**Ausgewählter Text**

Klimawandel auch beim Mars
Vulkanismus
Zu den interessantesten Ergebnissen der HRSC-Daten gehören die Erkenntnisse zum Vulkanismus auf dem Mars. Dieser muss nicht nur sehr langlebig gewesen sein. Er dauert bis in die jüngste geologische Vergangenheit an. Forscher fanden in der Gipfelcaldera des gigantischen Vulkans Olympus Mons erstarrte Laven, die 100 Millionen Jahre alt sind. An seiner Westflanke konnten sogar vulkanische Ablagerungen nachgewiesen werden, die nur etwa zwei Millionen Jahre alt sind. Nach geologischem Zeitverständnis bedeutet das, dass der Mars nicht tot ist. Vulkanische Aktivitäten könnten daher selbst heute noch und in naher Zukunft nicht mehr ausgeschlossen werden.

**Offene Aufgaben**
a) Fassen Sie den Text zum Vulkanismus auf dem Mars in zwei Sätzen zusammen.
b) Schreiben Sie den Text zum Vulkanismus auf dem Mars im Anschluss an seinen letzten Satz weiter.
Die nachstehenden Daten stehen in keinem Zusammenhang mit dem Text zum Vulkanismus auf dem Mars.

**Gespeicherte Daten**

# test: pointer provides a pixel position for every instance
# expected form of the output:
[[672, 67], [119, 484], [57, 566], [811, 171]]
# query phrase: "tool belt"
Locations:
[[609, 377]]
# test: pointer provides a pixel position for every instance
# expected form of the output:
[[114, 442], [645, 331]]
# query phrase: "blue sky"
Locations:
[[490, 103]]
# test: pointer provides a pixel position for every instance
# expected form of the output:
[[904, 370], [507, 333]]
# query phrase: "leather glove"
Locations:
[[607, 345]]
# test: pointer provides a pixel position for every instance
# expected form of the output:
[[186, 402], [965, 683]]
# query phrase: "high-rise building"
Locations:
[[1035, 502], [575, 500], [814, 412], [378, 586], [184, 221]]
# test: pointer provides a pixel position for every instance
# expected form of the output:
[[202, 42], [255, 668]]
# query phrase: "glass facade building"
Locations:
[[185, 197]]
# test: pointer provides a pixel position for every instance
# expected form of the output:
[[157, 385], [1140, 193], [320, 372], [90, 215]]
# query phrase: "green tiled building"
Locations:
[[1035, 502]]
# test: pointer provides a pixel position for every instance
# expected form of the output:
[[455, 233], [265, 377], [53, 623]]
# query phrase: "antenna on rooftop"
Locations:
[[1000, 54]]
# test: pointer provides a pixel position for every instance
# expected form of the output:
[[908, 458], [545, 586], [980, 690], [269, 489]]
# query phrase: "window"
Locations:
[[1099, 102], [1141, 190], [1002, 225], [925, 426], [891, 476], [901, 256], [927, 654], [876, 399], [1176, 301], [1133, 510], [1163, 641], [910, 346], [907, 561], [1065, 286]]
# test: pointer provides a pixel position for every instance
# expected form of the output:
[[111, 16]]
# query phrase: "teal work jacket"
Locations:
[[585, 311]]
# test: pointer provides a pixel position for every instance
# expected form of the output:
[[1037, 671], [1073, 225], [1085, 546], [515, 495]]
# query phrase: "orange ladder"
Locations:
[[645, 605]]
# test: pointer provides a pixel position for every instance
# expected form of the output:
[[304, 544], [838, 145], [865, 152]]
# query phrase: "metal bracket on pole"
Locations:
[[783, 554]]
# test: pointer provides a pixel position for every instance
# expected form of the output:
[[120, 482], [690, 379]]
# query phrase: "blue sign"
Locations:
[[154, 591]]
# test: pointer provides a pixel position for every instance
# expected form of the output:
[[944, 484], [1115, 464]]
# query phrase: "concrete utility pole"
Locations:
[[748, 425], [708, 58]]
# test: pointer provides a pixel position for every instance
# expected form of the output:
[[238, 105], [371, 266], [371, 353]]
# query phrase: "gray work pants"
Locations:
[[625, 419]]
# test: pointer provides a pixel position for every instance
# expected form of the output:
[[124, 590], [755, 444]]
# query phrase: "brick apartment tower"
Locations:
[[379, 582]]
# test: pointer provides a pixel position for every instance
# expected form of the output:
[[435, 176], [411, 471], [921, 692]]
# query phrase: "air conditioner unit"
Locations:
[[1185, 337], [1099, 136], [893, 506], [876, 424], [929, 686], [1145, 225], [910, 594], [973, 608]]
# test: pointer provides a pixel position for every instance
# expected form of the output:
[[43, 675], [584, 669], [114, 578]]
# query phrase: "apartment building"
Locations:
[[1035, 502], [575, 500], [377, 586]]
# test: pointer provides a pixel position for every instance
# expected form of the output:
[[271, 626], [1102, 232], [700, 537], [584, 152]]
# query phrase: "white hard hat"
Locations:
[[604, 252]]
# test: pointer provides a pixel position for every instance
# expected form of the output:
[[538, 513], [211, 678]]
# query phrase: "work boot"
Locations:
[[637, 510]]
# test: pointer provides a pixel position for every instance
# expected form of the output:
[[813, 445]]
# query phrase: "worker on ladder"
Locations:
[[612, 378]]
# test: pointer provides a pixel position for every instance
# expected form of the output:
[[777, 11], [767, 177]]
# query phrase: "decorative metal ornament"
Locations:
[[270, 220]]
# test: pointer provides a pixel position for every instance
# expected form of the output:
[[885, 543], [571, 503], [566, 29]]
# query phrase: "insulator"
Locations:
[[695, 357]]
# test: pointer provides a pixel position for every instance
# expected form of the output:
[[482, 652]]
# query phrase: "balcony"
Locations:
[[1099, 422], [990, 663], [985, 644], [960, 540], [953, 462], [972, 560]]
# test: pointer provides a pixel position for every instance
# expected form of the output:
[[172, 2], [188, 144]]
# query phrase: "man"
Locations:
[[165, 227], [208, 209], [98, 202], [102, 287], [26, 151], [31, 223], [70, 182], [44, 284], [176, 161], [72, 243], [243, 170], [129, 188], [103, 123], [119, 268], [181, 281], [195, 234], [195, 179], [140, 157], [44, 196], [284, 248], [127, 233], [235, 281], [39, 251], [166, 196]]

**Antworten**
a) Laut HRSC-Daten war der Vulkanismus auf dem Mars sehr langlebig und reicht bis in die jüngste geologische Vergangenheit: In der Gipfelcaldera des Olympus Mons finden sich 100 Millionen Jahre alte erstarrte Laven, an seiner Westflanke sogar nur etwa zwei Millionen Jahre alte vulkanische Ablagerungen. Nach geologischem Zeitverständnis ist der Mars damit nicht tot, sodass vulkanische Aktivität auch heute und in naher Zukunft nicht auszuschließen ist.

b)
Bestätigt werden diese Erkenntnisse durch die Messungen des Spektrometers PFS. Es hat in der Marsatmosphäre das kurzlebige Gas Methan entdeckt. Seine über Vulkangebieten anzutreffende Verbreitung lässt die Vermutung zu, dass es einem vulkanischen Wärmeherd unter der Marsoberfläche entstammt.
Die bisherige Auswertung der Daten zeigt, dass sich die geologischen Aktivitäten im Laufe der planetaren Entwicklung über viereinhalb Milliarden Jahre stark gewandelt haben. Im marsianischen Hochland kamen sie vor etwa drei Milliarden Jahre zum Erliegen. In der jüngeren geologischen Zeit – vor weniger als 500 Millionen Jahren – konzentrieren sie sich auf die Tharsis- und Elysium-Region sowie auf einige Vulkane in der Nähe des Nordpols.
Der in der Tharsis-Region gelegene Schildvulkan Olympus Mons ist mit 27 Kilometern Gipfelhöhe und einem Durchmesser von fast 600 Kilometern zugleich der höchste und größte Berg unseres Sonnensystems.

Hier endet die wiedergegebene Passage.